Directive A
In the mailing list message, why is x declared as a parameter in Patrick Reader's example?

— BEGIN Passage provided —

[Python-Dev] Re: Why doesn't peephole optimise away operations with fast locals?

[Guido van Rossum]

Since this is unrealistic code (why would you have a top-level expression
without any side effects), what does it matter whether this code is
optimized? Did you encounter this in a real use case?

On Sun, Oct 10, 2021 at 9:59 AM Patrick Reader <_...@pxeger.com> wrote:

> Consider sequences of bytecode operations on fast locals like the
> following:
>
> >>> def f(x):  # declare as parameter so that x is a fast local
> ... x
> ...
> >>> dis(f)
>   2   0 LOAD_FAST0 (x)
>   2 POP_TOP
>   4 LOAD_CONST   0 (None)

— END Passage provided —
— BEGIN Provided information —

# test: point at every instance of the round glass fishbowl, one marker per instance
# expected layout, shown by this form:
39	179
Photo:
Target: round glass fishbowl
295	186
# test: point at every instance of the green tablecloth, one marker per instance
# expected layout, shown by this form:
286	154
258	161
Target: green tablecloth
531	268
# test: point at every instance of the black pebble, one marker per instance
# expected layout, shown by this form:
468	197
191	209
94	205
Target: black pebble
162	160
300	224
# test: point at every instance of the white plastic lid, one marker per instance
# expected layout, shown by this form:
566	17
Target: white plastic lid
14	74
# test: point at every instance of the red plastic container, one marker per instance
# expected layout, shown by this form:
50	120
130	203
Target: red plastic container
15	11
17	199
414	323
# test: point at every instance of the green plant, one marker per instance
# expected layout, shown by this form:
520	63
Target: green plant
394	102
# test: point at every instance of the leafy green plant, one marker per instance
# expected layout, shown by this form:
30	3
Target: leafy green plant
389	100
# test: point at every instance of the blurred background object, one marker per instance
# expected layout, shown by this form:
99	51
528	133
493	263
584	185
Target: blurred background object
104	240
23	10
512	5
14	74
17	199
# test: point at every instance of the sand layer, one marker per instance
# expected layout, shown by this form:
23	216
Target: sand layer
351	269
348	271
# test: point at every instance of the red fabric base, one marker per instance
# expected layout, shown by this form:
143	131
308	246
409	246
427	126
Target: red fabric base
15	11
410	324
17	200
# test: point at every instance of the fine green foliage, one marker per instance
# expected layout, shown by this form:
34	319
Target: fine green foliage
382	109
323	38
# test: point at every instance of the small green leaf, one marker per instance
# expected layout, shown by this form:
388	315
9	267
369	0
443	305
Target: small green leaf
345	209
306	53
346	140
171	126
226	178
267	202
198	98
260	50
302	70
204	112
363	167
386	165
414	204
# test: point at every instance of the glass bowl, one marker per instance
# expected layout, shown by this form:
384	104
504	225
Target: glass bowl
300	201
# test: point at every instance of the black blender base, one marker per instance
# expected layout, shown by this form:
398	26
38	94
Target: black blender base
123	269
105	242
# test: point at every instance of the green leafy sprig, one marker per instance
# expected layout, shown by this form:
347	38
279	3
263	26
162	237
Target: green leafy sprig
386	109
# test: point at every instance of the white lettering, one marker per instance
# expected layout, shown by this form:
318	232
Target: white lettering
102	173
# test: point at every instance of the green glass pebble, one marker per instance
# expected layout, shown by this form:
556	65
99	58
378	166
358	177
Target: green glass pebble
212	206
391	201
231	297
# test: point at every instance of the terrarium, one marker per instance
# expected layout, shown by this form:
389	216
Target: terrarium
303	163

— END Provided information —

Directive B
Rewrite the records from the line that contains "# test: point at every instance of the black blender" down to the end of the records, swapping "blender" for "mixer" and leaving everything else the same. Return only those lines.

Task answer A
So that x is a fast local.

Task answer B
# test: point at every instance of the black mixer base, one marker per instance
# expected layout, shown by this form:
398	26
38	94
Target: black mixer base
123	269
105	242
# test: point at every instance of the green leafy sprig, one marker per instance
# expected layout, shown by this form:
347	38
279	3
263	26
162	237
Target: green leafy sprig
386	109
# test: point at every instance of the white lettering, one marker per instance
# expected layout, shown by this form:
318	232
Target: white lettering
102	173
# test: point at every instance of the green glass pebble, one marker per instance
# expected layout, shown by this form:
556	65
99	58
378	166
358	177
Target: green glass pebble
212	206
391	201
231	297
# test: point at every instance of the terrarium, one marker per instance
# expected layout, shown by this form:
389	216
Target: terrarium
303	163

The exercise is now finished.